OBJECTIVE
Extract each line from the material below that contains the word "with".

DATA FOR PROCESSING
=-=-=-=-=

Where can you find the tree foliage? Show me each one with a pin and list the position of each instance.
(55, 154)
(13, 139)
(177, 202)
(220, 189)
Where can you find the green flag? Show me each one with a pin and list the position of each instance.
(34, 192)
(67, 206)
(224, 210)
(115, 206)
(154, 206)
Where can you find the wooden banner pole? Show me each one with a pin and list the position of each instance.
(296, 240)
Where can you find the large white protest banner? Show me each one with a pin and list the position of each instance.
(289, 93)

=-=-=-=-=

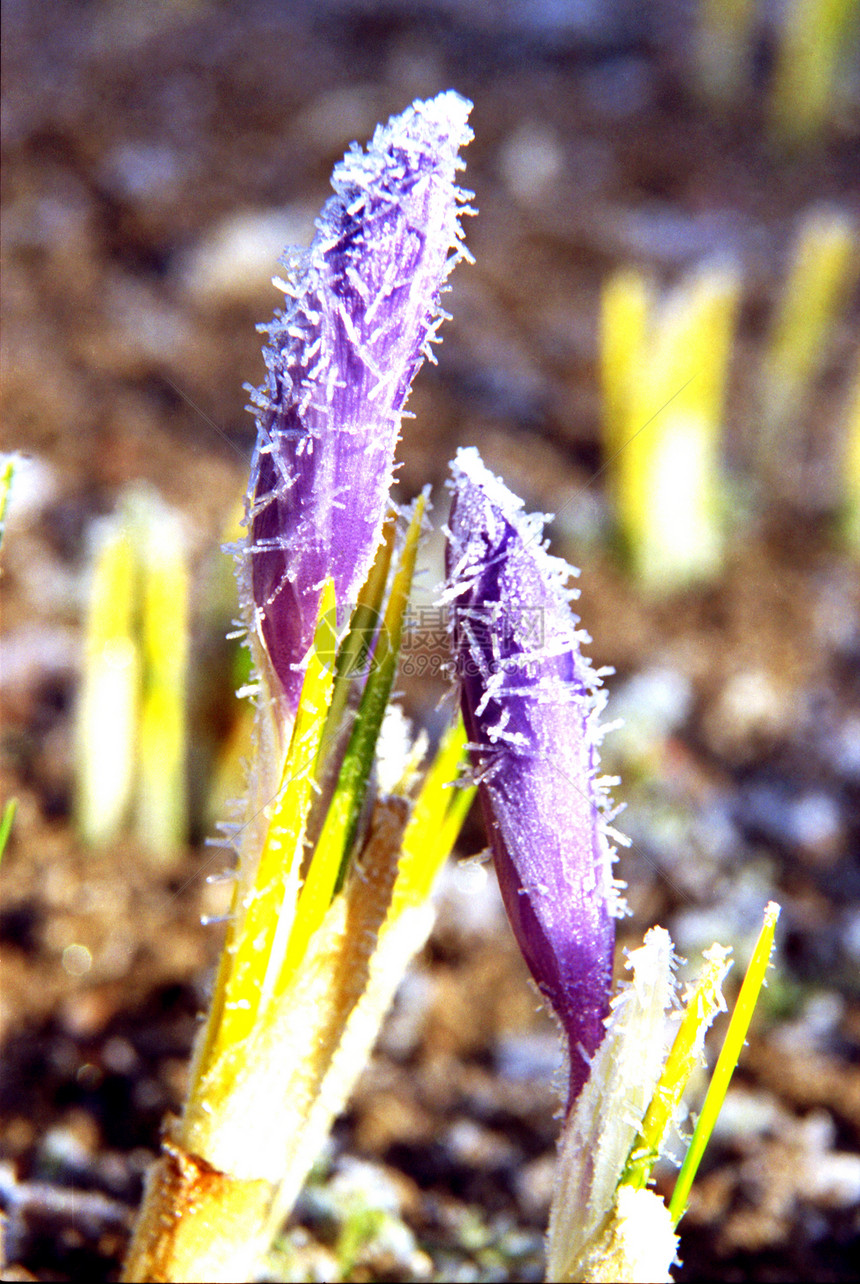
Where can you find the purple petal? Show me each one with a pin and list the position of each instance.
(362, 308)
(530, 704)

=-=-=-=-=

TASK RESPONSE
Where can you find the tree foliage? Show me each one with a pin and list the position of each instance.
Where can you find the green flag? Show me each one with a pin and list the position of each instance.
Where can you find the wooden banner pole? Show me each one with a pin and list the position of each instance.
Where can you find the large white protest banner? Show me each one with a pin and list the position of each instance.
Where can you find the purple petal? Show me each one with a pin and list the position of each instance.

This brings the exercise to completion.